----- RECORDS SUPPLIED -----

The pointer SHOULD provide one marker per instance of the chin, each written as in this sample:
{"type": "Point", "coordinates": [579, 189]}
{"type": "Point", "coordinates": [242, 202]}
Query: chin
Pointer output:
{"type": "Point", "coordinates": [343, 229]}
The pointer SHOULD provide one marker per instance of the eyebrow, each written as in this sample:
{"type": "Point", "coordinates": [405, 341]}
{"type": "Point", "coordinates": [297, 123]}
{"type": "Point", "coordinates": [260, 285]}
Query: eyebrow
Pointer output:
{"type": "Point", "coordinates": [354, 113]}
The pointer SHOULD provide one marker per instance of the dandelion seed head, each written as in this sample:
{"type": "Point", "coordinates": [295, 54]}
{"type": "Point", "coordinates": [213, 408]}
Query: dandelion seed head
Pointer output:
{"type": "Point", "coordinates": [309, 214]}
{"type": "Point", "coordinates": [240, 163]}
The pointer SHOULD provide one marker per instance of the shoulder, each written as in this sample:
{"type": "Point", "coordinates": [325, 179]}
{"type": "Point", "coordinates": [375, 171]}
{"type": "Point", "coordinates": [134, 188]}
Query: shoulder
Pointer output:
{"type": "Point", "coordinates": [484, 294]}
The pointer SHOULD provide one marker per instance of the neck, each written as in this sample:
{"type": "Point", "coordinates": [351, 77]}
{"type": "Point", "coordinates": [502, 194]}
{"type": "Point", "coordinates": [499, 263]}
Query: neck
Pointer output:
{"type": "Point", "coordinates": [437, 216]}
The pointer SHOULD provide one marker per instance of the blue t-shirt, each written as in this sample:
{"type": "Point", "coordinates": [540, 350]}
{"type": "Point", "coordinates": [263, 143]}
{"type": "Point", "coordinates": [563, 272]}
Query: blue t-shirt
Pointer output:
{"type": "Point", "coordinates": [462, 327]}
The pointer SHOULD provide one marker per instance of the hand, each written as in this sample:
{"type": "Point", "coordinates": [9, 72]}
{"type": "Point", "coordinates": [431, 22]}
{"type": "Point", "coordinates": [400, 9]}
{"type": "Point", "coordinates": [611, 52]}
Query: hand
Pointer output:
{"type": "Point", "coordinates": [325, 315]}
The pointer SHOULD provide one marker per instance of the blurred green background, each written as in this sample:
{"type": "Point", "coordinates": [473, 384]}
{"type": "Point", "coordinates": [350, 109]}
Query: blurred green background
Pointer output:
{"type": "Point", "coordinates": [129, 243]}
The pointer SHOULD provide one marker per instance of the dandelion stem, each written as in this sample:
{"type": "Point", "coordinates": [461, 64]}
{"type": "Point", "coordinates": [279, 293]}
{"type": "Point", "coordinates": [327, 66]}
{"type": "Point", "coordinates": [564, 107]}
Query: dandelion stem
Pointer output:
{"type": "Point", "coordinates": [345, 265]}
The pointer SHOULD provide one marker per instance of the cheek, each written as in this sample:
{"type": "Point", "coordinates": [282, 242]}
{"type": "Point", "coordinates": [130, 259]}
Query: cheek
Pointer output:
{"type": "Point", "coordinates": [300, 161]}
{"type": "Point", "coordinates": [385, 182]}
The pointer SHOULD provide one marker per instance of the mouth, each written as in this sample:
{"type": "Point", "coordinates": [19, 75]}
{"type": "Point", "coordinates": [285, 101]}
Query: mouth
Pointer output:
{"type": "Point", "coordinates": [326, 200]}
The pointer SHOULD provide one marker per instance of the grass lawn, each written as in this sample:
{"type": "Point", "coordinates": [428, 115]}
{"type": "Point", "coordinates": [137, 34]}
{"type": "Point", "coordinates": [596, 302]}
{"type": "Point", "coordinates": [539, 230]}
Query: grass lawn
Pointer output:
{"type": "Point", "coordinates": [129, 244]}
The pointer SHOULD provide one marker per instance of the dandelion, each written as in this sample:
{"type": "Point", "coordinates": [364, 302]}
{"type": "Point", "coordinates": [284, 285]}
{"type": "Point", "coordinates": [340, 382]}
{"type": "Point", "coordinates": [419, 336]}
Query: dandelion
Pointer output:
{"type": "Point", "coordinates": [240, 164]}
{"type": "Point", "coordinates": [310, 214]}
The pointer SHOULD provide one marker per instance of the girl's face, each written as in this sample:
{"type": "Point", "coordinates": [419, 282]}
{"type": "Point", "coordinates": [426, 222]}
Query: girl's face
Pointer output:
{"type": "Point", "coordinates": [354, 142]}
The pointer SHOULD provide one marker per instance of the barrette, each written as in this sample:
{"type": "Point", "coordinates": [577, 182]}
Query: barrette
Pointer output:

-----

# SHORT PROBLEM
Reproduce the material above without altering a single character.

# REPLY TO THE EXERCISE
The pointer SHOULD provide one marker per instance of the chin, each written as in this sample:
{"type": "Point", "coordinates": [579, 189]}
{"type": "Point", "coordinates": [242, 202]}
Query: chin
Pointer output:
{"type": "Point", "coordinates": [343, 229]}
The pointer SHOULD provide one marker per instance of the eyebrow, each written as in this sample:
{"type": "Point", "coordinates": [405, 341]}
{"type": "Point", "coordinates": [297, 123]}
{"type": "Point", "coordinates": [260, 285]}
Query: eyebrow
Pointer output:
{"type": "Point", "coordinates": [354, 113]}
The pointer SHOULD provide one marker per instance of the dandelion seed head, each written as in this sample:
{"type": "Point", "coordinates": [295, 54]}
{"type": "Point", "coordinates": [213, 408]}
Query: dandelion seed head
Pointer output:
{"type": "Point", "coordinates": [309, 214]}
{"type": "Point", "coordinates": [240, 163]}
The pointer SHOULD provide one marker per instance of the shoulder, each written as in this sample:
{"type": "Point", "coordinates": [325, 179]}
{"type": "Point", "coordinates": [375, 171]}
{"type": "Point", "coordinates": [134, 188]}
Query: shoulder
Pointer output:
{"type": "Point", "coordinates": [484, 294]}
The pointer SHOULD provide one marker per instance of the neck, each written as in this sample:
{"type": "Point", "coordinates": [351, 77]}
{"type": "Point", "coordinates": [502, 194]}
{"type": "Point", "coordinates": [499, 263]}
Query: neck
Pointer output:
{"type": "Point", "coordinates": [437, 216]}
The pointer SHOULD provide one marker per instance of the blue t-shirt, each written as in this sample:
{"type": "Point", "coordinates": [540, 350]}
{"type": "Point", "coordinates": [263, 143]}
{"type": "Point", "coordinates": [563, 272]}
Query: blue t-shirt
Pointer output:
{"type": "Point", "coordinates": [462, 327]}
The pointer SHOULD provide one marker per instance of the hand, each written as in this sample:
{"type": "Point", "coordinates": [9, 72]}
{"type": "Point", "coordinates": [431, 22]}
{"type": "Point", "coordinates": [400, 9]}
{"type": "Point", "coordinates": [611, 52]}
Query: hand
Pointer output:
{"type": "Point", "coordinates": [325, 315]}
The pointer SHOULD provide one marker per instance of the blurred green background, each written as in this sample:
{"type": "Point", "coordinates": [473, 384]}
{"type": "Point", "coordinates": [350, 109]}
Query: blurred green background
Pointer output:
{"type": "Point", "coordinates": [129, 243]}
The pointer SHOULD provide one marker per instance of the dandelion stem, each written as in this sample:
{"type": "Point", "coordinates": [461, 64]}
{"type": "Point", "coordinates": [279, 293]}
{"type": "Point", "coordinates": [327, 66]}
{"type": "Point", "coordinates": [564, 107]}
Query: dandelion stem
Pointer output:
{"type": "Point", "coordinates": [345, 265]}
The pointer SHOULD provide one marker per instance of the cheek, each written as in this sample:
{"type": "Point", "coordinates": [282, 242]}
{"type": "Point", "coordinates": [130, 259]}
Query: cheek
Pointer output:
{"type": "Point", "coordinates": [300, 161]}
{"type": "Point", "coordinates": [385, 182]}
The pointer SHOULD provide one marker per instance of the mouth, each written as in this sample:
{"type": "Point", "coordinates": [19, 75]}
{"type": "Point", "coordinates": [285, 101]}
Query: mouth
Pointer output:
{"type": "Point", "coordinates": [326, 200]}
The pointer SHOULD provide one marker per instance of the grass lawn, each written as in this sample:
{"type": "Point", "coordinates": [428, 115]}
{"type": "Point", "coordinates": [137, 34]}
{"type": "Point", "coordinates": [596, 302]}
{"type": "Point", "coordinates": [539, 230]}
Query: grass lawn
Pointer output:
{"type": "Point", "coordinates": [129, 244]}
The pointer SHOULD provide one marker per instance of the dandelion, each written as in this sample:
{"type": "Point", "coordinates": [364, 302]}
{"type": "Point", "coordinates": [284, 285]}
{"type": "Point", "coordinates": [340, 382]}
{"type": "Point", "coordinates": [419, 336]}
Query: dandelion
Pointer output:
{"type": "Point", "coordinates": [240, 164]}
{"type": "Point", "coordinates": [310, 214]}
The pointer SHOULD provide one marker per instance of the girl's face, each written as in this sample:
{"type": "Point", "coordinates": [419, 282]}
{"type": "Point", "coordinates": [426, 222]}
Query: girl's face
Pointer output:
{"type": "Point", "coordinates": [354, 142]}
The pointer SHOULD provide one marker per instance of the barrette, each written as in this sample:
{"type": "Point", "coordinates": [577, 182]}
Query: barrette
Pointer output:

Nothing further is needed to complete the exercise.